The data
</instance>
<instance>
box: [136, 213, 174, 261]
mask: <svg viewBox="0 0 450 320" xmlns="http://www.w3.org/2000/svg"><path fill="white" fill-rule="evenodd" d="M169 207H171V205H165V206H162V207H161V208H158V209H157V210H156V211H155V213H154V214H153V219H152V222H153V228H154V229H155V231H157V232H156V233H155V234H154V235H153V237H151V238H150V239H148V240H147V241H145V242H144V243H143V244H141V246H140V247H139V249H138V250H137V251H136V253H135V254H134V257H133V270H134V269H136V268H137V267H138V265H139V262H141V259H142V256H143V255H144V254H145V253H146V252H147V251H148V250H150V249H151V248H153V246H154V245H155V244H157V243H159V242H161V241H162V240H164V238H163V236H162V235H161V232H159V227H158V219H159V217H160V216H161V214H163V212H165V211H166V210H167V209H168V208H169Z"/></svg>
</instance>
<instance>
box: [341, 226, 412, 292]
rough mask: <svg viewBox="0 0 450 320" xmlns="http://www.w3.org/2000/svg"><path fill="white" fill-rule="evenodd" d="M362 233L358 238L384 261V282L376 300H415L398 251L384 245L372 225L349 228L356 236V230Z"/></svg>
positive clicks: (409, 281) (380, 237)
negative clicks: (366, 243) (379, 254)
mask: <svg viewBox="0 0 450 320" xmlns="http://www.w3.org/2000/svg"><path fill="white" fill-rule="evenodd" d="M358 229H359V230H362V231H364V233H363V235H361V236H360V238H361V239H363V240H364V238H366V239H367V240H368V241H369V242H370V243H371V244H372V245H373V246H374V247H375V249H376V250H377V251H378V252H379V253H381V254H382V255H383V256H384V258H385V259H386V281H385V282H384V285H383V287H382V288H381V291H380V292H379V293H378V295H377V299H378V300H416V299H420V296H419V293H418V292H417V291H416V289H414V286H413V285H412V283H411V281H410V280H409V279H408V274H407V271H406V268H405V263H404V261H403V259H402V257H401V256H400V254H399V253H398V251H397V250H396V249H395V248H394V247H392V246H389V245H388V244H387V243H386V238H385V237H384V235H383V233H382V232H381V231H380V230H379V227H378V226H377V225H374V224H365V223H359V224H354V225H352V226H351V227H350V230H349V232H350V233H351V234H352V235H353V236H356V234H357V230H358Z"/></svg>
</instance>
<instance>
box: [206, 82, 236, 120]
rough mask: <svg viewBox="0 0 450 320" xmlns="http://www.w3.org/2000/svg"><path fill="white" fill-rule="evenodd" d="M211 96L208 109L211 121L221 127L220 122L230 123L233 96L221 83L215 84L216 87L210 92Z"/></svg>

Instructions for the task
Print every one of the lines above again, unchanged.

Solved exercise
</instance>
<instance>
box: [136, 213, 174, 261]
mask: <svg viewBox="0 0 450 320" xmlns="http://www.w3.org/2000/svg"><path fill="white" fill-rule="evenodd" d="M169 207H171V205H165V206H162V207H161V208H158V209H157V210H156V211H155V213H154V214H153V219H152V222H153V228H154V229H155V231H157V232H156V233H155V234H154V235H153V237H151V238H150V239H148V240H147V241H145V242H144V243H143V244H141V246H140V247H139V249H138V250H137V251H136V253H135V254H134V257H133V270H134V269H136V268H137V267H138V265H139V262H141V259H142V256H143V255H144V254H145V253H146V252H147V251H148V250H150V249H151V248H153V246H154V245H155V244H157V243H159V242H161V241H162V240H164V238H163V236H162V235H161V232H159V227H158V219H159V217H160V216H161V214H163V212H165V211H166V210H167V209H168V208H169Z"/></svg>
</instance>
<instance>
box: [341, 226, 412, 292]
rough mask: <svg viewBox="0 0 450 320" xmlns="http://www.w3.org/2000/svg"><path fill="white" fill-rule="evenodd" d="M362 233L358 238L384 261V282L376 300H415L398 251L384 245L372 225L349 228L356 236V230Z"/></svg>
positive clicks: (409, 281) (380, 237)
negative clicks: (366, 243) (379, 254)
mask: <svg viewBox="0 0 450 320" xmlns="http://www.w3.org/2000/svg"><path fill="white" fill-rule="evenodd" d="M358 229H359V230H362V231H364V233H363V235H361V236H360V238H361V239H363V240H364V238H366V239H367V240H368V241H369V242H370V243H371V244H372V245H373V246H374V247H375V249H376V250H377V251H378V252H379V253H381V254H382V255H383V256H384V258H385V259H386V281H385V282H384V285H383V287H382V288H381V291H380V292H379V293H378V295H377V299H378V300H416V299H420V296H419V293H418V292H417V291H416V289H414V286H413V285H412V283H411V281H410V280H409V279H408V274H407V271H406V268H405V263H404V261H403V259H402V257H401V256H400V254H399V253H398V251H397V250H396V249H395V248H394V247H392V246H389V245H388V244H387V243H386V238H385V237H384V235H383V233H382V232H381V231H380V230H379V227H378V226H377V225H374V224H365V223H359V224H354V225H352V226H351V227H350V230H349V232H350V233H351V234H352V235H353V236H356V234H357V230H358Z"/></svg>
</instance>
<instance>
box: [206, 82, 236, 120]
rough mask: <svg viewBox="0 0 450 320" xmlns="http://www.w3.org/2000/svg"><path fill="white" fill-rule="evenodd" d="M211 96L208 109L211 121L221 127L220 122L230 123L233 96L221 83L215 84L216 87L210 92Z"/></svg>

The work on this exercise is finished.